Work instruction:
Print out the full listing below, word for word.

--- Data to process Enclosed Below ---

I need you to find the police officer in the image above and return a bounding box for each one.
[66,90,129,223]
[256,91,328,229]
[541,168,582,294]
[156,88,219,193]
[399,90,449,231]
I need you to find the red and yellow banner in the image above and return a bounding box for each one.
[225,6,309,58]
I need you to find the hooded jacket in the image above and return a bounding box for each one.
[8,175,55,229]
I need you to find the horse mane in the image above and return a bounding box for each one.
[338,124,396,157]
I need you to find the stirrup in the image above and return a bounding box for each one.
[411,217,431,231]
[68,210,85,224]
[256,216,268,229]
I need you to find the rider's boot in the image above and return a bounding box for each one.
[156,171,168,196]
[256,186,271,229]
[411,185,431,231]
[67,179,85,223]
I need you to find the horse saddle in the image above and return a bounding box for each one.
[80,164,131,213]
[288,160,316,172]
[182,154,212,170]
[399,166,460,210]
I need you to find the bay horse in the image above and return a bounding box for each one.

--- End of Enclosed Data to process ---

Reply:
I need you to find the police officer in the image above and return a bounding box for each one.
[66,90,129,223]
[256,91,328,229]
[541,168,582,294]
[156,88,219,193]
[399,90,449,231]
I need you to find the red and yellow banner in the image above and return a bounding box for each one.
[225,6,309,58]
I need you to find the hooded jacket in the image above and return a bounding box for each one.
[8,175,55,229]
I need you to find the horse mane in the image above and return a bounding box for each one.
[338,124,396,157]
I need you to find the stirrup in the image above and return a bounding box for each one.
[411,217,431,231]
[68,210,85,224]
[256,216,268,229]
I need you to find the rider's boot in the image above and return a bounding box for each one.
[156,171,168,196]
[256,186,271,229]
[411,185,431,231]
[67,179,85,223]
I need you to find the horse saddle in the image above and return a bounding box for each one.
[80,164,131,213]
[288,160,316,172]
[182,154,212,170]
[399,166,460,210]
I need you to find the bay horse in the image above and return a bounding box for each one.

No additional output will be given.